---------- Data extract

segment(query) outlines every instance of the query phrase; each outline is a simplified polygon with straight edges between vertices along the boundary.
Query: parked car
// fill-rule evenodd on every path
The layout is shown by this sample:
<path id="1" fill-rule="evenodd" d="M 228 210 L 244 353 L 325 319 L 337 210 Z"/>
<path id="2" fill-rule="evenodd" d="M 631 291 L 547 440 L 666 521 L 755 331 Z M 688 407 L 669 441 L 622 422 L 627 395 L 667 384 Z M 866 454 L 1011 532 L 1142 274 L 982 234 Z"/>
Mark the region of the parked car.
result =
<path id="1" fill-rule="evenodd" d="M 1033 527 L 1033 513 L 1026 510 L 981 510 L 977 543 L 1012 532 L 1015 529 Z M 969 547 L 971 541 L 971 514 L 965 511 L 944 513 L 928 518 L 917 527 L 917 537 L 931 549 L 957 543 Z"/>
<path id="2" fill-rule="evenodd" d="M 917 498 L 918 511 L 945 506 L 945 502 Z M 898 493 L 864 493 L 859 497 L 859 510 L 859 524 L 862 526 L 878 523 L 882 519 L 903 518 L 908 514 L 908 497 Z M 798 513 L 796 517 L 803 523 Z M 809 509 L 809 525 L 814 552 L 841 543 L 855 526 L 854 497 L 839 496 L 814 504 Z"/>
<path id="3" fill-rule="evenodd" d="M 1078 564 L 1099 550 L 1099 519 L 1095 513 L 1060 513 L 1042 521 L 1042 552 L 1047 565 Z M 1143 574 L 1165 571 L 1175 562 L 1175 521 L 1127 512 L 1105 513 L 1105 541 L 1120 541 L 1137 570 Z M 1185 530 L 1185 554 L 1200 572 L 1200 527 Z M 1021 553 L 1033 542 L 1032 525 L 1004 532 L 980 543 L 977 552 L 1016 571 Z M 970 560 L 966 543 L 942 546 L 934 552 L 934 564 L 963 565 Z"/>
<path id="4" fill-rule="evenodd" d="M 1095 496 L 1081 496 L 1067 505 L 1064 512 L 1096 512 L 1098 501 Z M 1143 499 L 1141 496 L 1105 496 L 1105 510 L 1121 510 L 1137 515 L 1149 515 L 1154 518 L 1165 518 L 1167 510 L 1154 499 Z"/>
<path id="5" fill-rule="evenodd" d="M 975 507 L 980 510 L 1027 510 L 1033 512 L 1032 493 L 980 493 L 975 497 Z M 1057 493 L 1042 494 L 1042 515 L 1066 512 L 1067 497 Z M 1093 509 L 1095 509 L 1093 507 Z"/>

--------------------

* The task:
Take the lines above from the first through the one containing "228 210 L 244" and reproduce them exactly; include nothing else.

* Written response:
segment(query) outlines every instance of the query phrase; each outline is a simplified polygon with straight edges between vertices along the boundary.
Query: parked car
// fill-rule evenodd on every path
The layout is shown by this sample:
<path id="1" fill-rule="evenodd" d="M 228 210 L 244 353 L 325 319 L 337 210 Z"/>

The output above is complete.